#### Aim of the exercise:
Repeat word for word everything in the passage on healthy holiday eating from "Here are some" down to "bit of fat.".

So many of my clients fear their healthy eating is going to go right out the window during the holidays. Yes, it’s difficult to resist those sweet and savory treats when YOU are the host, and can often be harder when you’re away from home, traveling, or at a restaurant as you have less control over your options. You don’t want to appear fussy or rude and you don’t want to be the food police. I get it—you WANT to have some stuffing and/or pie AND/OR wine, right? I know I do! But for me, my health is something I’m incredibly grateful for and I choose to guard and respect it as much as possible, even during the holidays.

Here are some tips to help keep your holiday eating healthy:

  • Eat Breakfast. Don’t “save up” calories for the party, the big day, or the big meal. Begin the day with balance: include protein, fruits and/or veggies and a bit of healthy fats like nuts and seeds. You’ll curb hunger and cravings and set the tone for the day. Lunch should be the same recipe: protein, veggies, and a bit of fat.
  • Pack and Plan. When traveling, bring healthy items with you like apples, carrots, hummus, nuts, and even protein powders for smoothies. When you arrive at your destination, get to a grocery store to stock up for the rest of your stay. Being away from home is not an excuse to eat junk.
  • Bring a Healthy Dish. Make a call to your host a day or two before the event and offer to bring a dish. If I am asked to bring dessert, I always arrive with a crudité and healthy dip as well as the decadent dessert. This way I know I will always have a healthy option to fill up on, even while I am TASTING all of the goodies. Most everyone is grateful for a few healthy bites, too.
  • Move. Mingle, dance, get off the couch, and simply move around. Suggest games like charades or Pictionary for some non-food entertainment. After the party, challenge your mind so you’re not thinking about that leftover apple pie. Try crossword puzzles, Words with Friends, Candy Crush or a good book—anything to distract you from the kitchen.
  • Exercise. Holidays are not an excuse to take a holiday from exercise. Run in the “turkey trot” race, get a game of touch football together, do some pushups, sit-ups, and jumping jacks in the a.m., or gather everyone up for a walk after dinner. If you’re traveling, don’t forget to pack your sneakers. No excuses!

#### Entries provided:

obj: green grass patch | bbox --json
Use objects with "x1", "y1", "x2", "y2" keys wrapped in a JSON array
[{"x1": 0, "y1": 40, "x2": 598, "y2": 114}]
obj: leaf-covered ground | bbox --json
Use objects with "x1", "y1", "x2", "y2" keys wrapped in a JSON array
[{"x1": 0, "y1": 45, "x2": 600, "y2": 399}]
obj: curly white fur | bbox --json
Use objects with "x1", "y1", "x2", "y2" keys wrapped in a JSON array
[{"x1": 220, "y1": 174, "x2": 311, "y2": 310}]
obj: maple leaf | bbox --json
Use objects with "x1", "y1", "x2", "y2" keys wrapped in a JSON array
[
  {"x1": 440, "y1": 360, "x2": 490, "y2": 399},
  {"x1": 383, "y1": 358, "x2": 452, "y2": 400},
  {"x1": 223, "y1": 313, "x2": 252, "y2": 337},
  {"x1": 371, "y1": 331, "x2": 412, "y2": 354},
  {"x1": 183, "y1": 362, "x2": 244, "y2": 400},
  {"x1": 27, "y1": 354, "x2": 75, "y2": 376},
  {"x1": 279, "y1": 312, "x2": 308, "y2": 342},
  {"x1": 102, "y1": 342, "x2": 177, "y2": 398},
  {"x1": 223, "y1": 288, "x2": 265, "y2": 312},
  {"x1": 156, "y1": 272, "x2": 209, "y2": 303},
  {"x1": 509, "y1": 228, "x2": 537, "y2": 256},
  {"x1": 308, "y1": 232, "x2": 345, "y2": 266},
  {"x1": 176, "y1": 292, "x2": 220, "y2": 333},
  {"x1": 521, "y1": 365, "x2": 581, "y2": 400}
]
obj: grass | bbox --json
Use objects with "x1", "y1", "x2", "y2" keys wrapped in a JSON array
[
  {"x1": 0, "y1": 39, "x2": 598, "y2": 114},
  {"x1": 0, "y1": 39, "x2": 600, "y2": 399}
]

#### Solution to this exercise:
Here are some tips to help keep your holiday eating healthy:

  • Eat Breakfast. Don’t “save up” calories for the party, the big day, or the big meal. Begin the day with balance: include protein, fruits and/or veggies and a bit of healthy fats like nuts and seeds. You’ll curb hunger and cravings and set the tone for the day. Lunch should be the same recipe: protein, veggies, and a bit of fat.